* Task statement *
Return each of the rows below word for word, with no changes.

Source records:
+-------+

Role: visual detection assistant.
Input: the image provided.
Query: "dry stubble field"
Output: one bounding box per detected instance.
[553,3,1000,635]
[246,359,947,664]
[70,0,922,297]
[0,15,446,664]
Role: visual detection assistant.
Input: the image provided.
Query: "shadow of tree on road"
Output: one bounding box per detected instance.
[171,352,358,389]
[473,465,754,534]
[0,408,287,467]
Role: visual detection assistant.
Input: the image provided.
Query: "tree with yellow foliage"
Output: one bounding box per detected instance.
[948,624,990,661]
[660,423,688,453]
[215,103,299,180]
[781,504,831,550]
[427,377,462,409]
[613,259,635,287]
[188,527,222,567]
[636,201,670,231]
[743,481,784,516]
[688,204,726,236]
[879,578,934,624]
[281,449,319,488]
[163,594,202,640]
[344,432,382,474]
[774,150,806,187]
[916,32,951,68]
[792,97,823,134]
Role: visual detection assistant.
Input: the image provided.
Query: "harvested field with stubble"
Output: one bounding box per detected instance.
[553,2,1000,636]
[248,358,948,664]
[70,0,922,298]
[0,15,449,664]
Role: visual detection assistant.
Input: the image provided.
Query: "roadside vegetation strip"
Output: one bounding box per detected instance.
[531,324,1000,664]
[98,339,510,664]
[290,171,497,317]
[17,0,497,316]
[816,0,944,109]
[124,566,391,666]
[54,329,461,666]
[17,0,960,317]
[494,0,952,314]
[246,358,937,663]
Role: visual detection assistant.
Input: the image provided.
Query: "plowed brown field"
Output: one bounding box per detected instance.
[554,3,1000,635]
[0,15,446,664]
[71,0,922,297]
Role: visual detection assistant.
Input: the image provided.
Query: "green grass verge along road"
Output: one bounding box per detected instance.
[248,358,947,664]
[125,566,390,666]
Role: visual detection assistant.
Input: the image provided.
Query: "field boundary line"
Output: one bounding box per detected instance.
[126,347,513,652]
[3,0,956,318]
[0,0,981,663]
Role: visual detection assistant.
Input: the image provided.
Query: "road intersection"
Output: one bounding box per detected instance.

+-------+

* Task response *
Role: visual detection assistant.
Input: the image provided.
Query: "dry stubble field"
Output: one bounding box per detected instance.
[553,3,1000,635]
[246,359,947,664]
[70,0,922,297]
[0,15,446,664]
Role: visual detection assistant.
Input: the image provided.
Query: "shadow of tree on road"
Output: one bounding box per detected instance.
[171,352,358,389]
[473,465,754,534]
[0,408,287,467]
Role: visual detection assistant.
Input: the image provided.
Query: "tree with yellow foliage"
Output: one bounding box per detected instance.
[948,624,990,661]
[660,423,688,453]
[215,103,299,180]
[781,504,831,550]
[427,377,462,409]
[613,259,635,287]
[188,527,222,567]
[636,201,670,231]
[743,481,784,516]
[688,204,726,236]
[879,578,934,624]
[281,449,319,488]
[163,594,202,640]
[344,432,382,474]
[774,150,806,187]
[916,32,951,68]
[792,97,823,134]
Role: visual detection assistant.
Input: the image provided.
Query: "harvested field with stubble"
Output: one bounding box per detected instance.
[553,2,1000,636]
[248,358,948,664]
[70,0,922,298]
[0,15,449,664]
Role: visual detection assistant.
Input: the image provided.
Query: "roadside vegetation strip"
Output: one bounding box per detected instance.
[531,324,1000,664]
[98,339,510,664]
[290,171,497,317]
[17,0,497,316]
[816,0,944,109]
[124,566,391,666]
[54,329,461,666]
[17,0,960,317]
[494,0,952,314]
[246,358,937,663]
Role: visual detection assistant.
Input: the image provided.
Query: "plowed brown field"
Output: one bounding box per detected instance.
[554,3,1000,635]
[0,15,446,664]
[71,0,922,297]
Role: visual detection assistant.
Input: the image provided.
Query: "green grass verge along road"
Output: one bounding box per detected instance.
[248,358,947,664]
[125,566,390,666]
Role: visual detection assistant.
Input: the image provided.
Query: "field boundary line"
Output: one bounding box per detected instance.
[126,347,513,652]
[3,0,956,318]
[0,0,981,663]
Role: visual detection assistant.
Input: the image provided.
Query: "road intersection"
Output: one bounding box per detected instance.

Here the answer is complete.